→ Excerpt:
==*==

# Monday on the Golf Course



## Bigfoot (Jun 25, 2007)

One perk that I don't take enough advantage of is sponsoring golf Tourneys!! Well, Arlington, Addison and Grapevine cigars had their semi annual golf tournament to benefit the troops over seas. Myself and Paul Costo with Laflor Dominicana (amoung a few other manufactures that contributed) not only sponsored the tourney but played in it as well.

5 man scramble, we shoot 10 under and we dont even finish in the top three!! 

Between 5 guys and 18 holes we polished off two bottles of tequila (Cazadores Anjeo and Don Eduardo Anjeo) and about a case of beer. 

Two of the guys decided the golf cart was a train and ended up stuck on the tracks...nice...

Paul lost it around 14, he took another players CAO America hat and smashed it with his putter. As you can see we now make CAO ya micas!! He also took a three wood and wrapped it around the golf cart...good times right there!!!

Bigfoot


----------



## stlcards (Sep 14, 2007)

I hope I have that much fun at my golf tournament Saturday. I haven't played since 2006! I'll be there for the beer.


----------



## aljrka (Dec 3, 2007)

Good times! Only thing missing are the flavourettes!!


----------



## Txbob (Feb 2, 2008)

Man I havn't been able to go golfing for years, I miss it. Looks like you guys had a blast.


----------



## hiway_86 (Jan 9, 2008)

Wow!! Looks like it was a lot of fun!! I really wanna get out and play soon. I always play in my backyard, but it just isnt the same.


----------



## patefengreen (Sep 27, 2007)

Looks and sounds like you guys had a great time, Bigfoot.


----------



## ibosmiley-cl (Apr 15, 2007)

Good stuff!!


----------



## karmaz00 (Dec 5, 2007)

nice looks like a nice day out there


----------



## boxer757 (Apr 18, 2007)

Ah man that looks great! Brian you have to let me know next time something like this comes up in the DFW area. I'm not a great golfer by any means but I can hold my own and I love to play. Looks like ya'll had a blast!


----------



## jitzy (Jan 7, 2007)

Looked like a great time you have to tell us whos who in the pics.
Oh and I've been in a scramble where we shot 15 under and lost to a group that shot 16 or so they say we saw those guys hacking up a few holes but what are you gonna do they want the trophies so bad let them have them


----------



## texasmatt (Feb 25, 2008)

boxer757 said:


> Ah man that looks great! Brian you have to let me know next time something like this comes up in the DFW area. I'm not a great golfer by any means but I can hold my own and I love to play. Looks like ya'll had a blast!


Ditto that Matt, I would love to smoke/golf/destroy the environment with ya'll. Just curious, where were ya'll playing at?


----------



## tobacmon (May 17, 2007)

==*==

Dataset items
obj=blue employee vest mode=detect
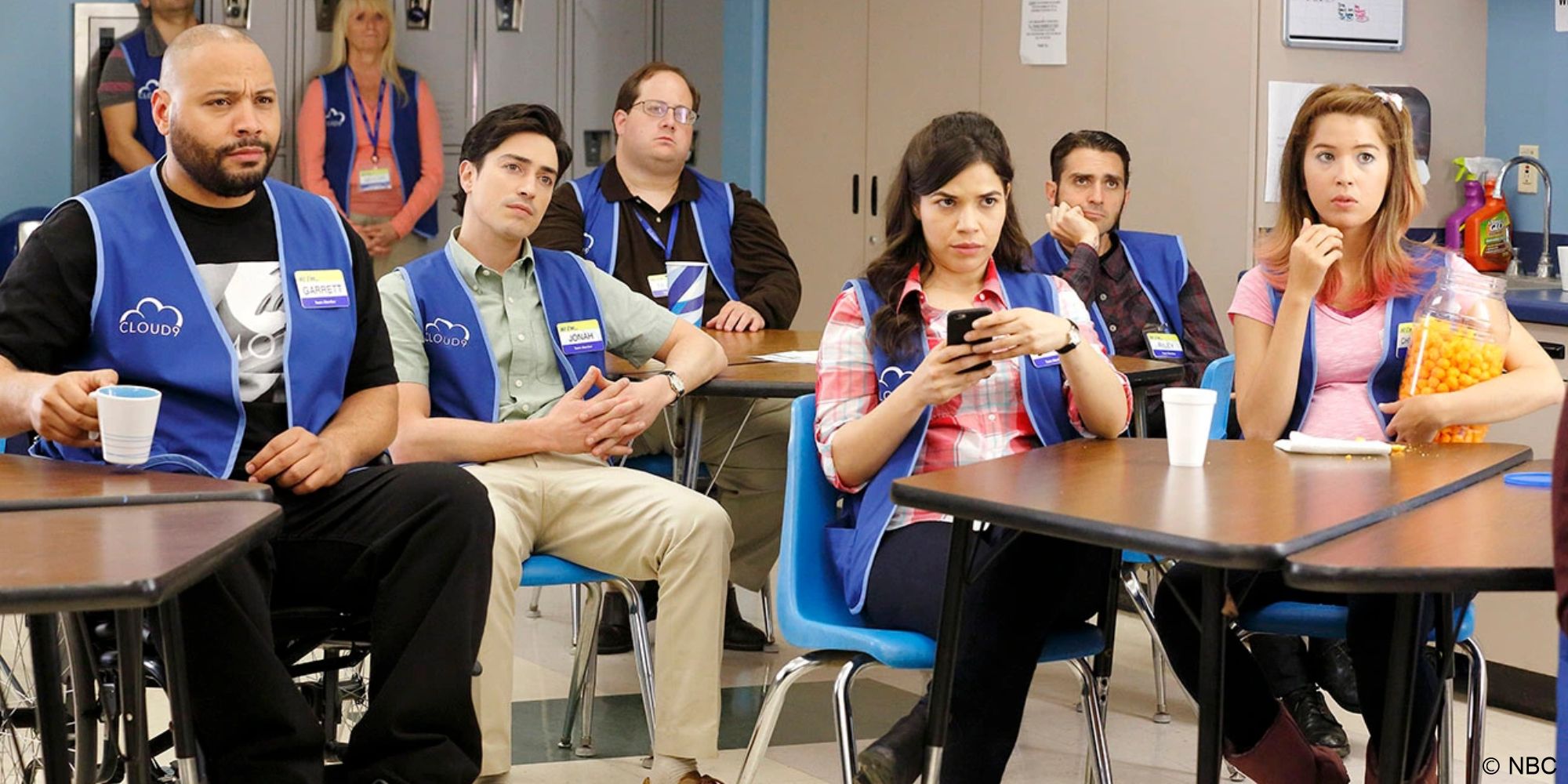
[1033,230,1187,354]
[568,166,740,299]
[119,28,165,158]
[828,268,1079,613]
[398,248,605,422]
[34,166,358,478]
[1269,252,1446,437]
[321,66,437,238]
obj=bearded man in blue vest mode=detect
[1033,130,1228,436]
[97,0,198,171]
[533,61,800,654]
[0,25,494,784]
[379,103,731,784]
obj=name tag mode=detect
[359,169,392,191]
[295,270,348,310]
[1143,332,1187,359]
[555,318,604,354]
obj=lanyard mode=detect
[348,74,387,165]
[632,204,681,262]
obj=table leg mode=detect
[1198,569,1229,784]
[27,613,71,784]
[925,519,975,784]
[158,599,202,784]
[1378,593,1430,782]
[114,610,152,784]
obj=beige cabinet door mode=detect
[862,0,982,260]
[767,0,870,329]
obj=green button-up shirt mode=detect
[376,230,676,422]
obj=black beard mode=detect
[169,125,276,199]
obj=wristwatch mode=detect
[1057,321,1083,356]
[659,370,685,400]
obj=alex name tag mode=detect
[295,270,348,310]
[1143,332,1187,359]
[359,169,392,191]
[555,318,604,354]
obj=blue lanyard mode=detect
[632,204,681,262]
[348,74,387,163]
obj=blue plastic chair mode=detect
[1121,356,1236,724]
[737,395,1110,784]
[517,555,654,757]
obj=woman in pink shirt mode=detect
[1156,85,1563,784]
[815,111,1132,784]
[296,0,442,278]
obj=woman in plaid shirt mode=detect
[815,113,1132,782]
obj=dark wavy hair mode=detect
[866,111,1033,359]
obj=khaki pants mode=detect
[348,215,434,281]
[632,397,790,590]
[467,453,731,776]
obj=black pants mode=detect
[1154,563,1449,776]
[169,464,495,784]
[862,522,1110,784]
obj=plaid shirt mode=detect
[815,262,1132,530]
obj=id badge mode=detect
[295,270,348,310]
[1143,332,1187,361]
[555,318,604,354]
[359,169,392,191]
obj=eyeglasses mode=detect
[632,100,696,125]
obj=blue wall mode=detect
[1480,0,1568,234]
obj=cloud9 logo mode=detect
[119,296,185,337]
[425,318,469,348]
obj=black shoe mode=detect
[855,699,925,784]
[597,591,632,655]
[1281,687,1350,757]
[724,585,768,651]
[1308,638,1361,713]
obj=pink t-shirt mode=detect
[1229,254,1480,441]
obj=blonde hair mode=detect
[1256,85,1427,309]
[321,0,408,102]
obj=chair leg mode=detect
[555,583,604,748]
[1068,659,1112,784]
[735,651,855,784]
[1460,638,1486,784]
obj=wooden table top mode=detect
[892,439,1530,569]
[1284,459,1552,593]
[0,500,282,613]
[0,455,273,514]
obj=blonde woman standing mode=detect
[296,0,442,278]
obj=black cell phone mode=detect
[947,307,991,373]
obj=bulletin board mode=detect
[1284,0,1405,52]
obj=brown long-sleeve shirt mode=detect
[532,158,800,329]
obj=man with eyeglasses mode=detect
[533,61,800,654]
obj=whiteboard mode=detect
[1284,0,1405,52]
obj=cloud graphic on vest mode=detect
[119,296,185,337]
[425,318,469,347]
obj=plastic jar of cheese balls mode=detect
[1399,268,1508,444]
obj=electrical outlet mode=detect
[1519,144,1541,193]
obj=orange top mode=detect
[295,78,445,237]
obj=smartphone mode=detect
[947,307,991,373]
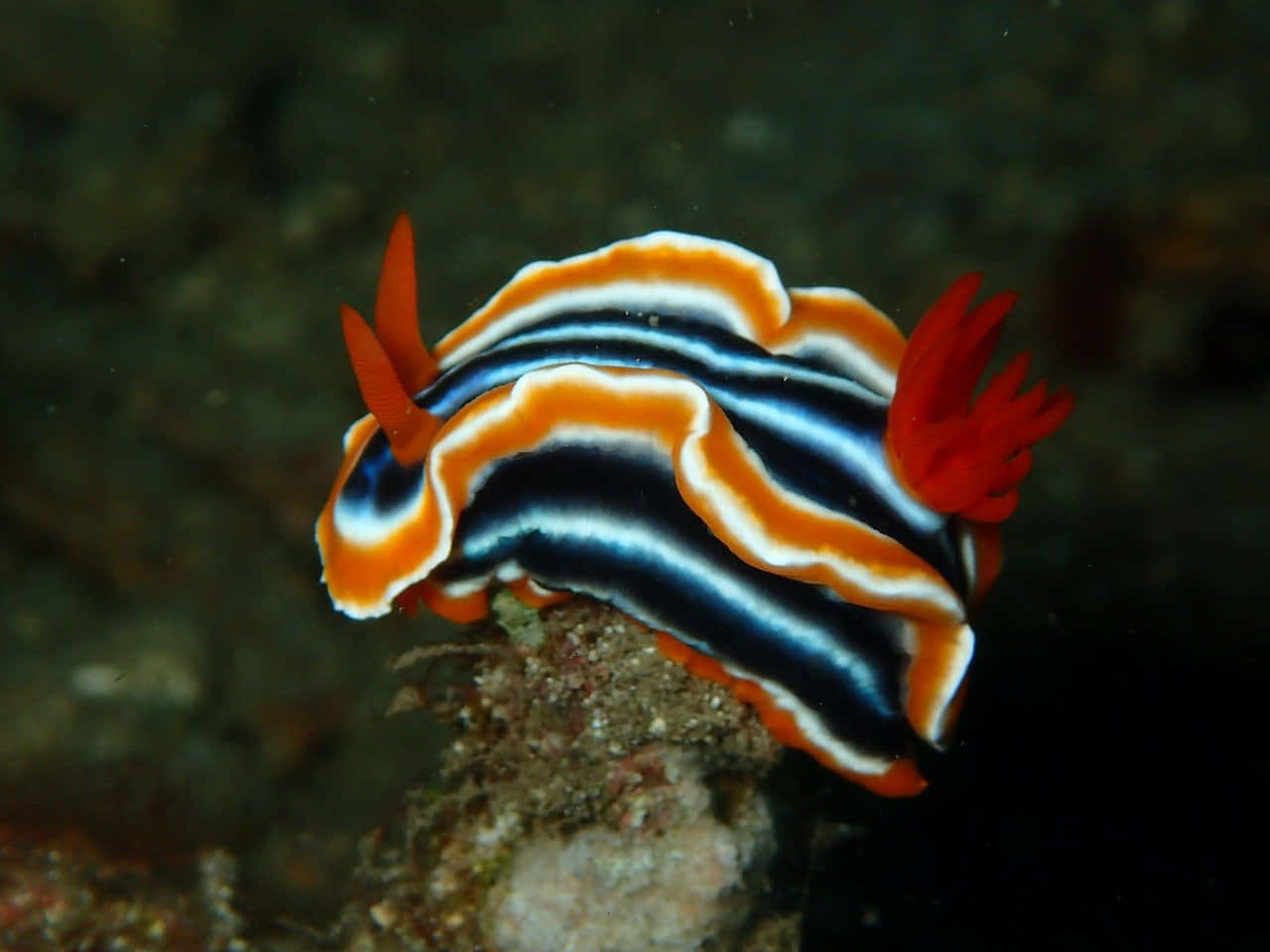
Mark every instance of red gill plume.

==*==

→ Written tasks:
A: Output the passage of the golf tournament thread from "Two of the guys" through "times right there!!!", copying it word for word.
B: In the golf tournament thread, list every username whose post is dated in 2008.
C: Take the golf tournament thread further from the point where it stops.

→ Results:
A:
Two of the guys decided the golf cart was a train and ended up stuck on the tracks...nice...

Paul lost it around 14, he took another players CAO America hat and smashed it with his putter. As you can see we now make CAO ya micas!! He also took a three wood and wrapped it around the golf cart...good times right there!!!

B: Txbob, hiway_86, texasmatt

C:
I can't wait till Friday--Sweet pics of some fine BOTL---My favorite time of the year--Golf Tournament time--and then there's just Golf--getting ready for tomorrows 9th.Annual USS Wisconsin Golf Tournament. I think last year we shot 11-12 under and like Joe said, there were guys with 15-16 under--imagine that--Like Joe also stated what can you do--if they want a plaque or trophy and they need it bad enough to cheat then have at it. 

I'm in for the total enjoyment of the fine people we have play every year...

Brian, if your ever around my neck of the woods give me a shout and we will hit a few---Take care!


----------



## Paint (Mar 1, 2008)

Looks like you guys had a great time ,one word though you guys need some sun,a little pale ,just kidding ,any one score any good door prizes?


----------



## mrgatorman (Mar 23, 2007)

wow...nice work there...great shooting and interesting wrap with the 3 wood. lol. looks like my temper made it to your party. lol. thanks for the pics


----------



## Bigfoot (Jun 25, 2007)

A group shot 53 and came in first. 54 was second and 56 was third.

We were playing at Greatsouthwest Golf Club in Grand Prairie Tx. Number 3 is rated the toughest Par 3 in Texas and I par it everytime. 225 yards over water, pretty hole.

If you look at the first pic.

Ron Cannon, squatting
Myself in the black shirt
Paul Costo in the red shirt/black shorts
Paul Romig far right.

The pic of the golf cart stuck on the tracks, Norm is the guy in the blue shirt.


----------



## Petite_Flavored_Sweetie (Feb 5, 2008)

that looks like too much fun!


----------



## eggyellow (Apr 10, 2008)

man, you got me jonesing to play now. i've got two rounds scheduled for this weekend. golf and cigars go great together (and beer too)!


----------



## chip1922 (Jan 13, 2008)

That sounds like a blast. I love scrambles just for that reason. Nice work Bigfoot!


----------



## MetallibamA (Mar 24, 2008)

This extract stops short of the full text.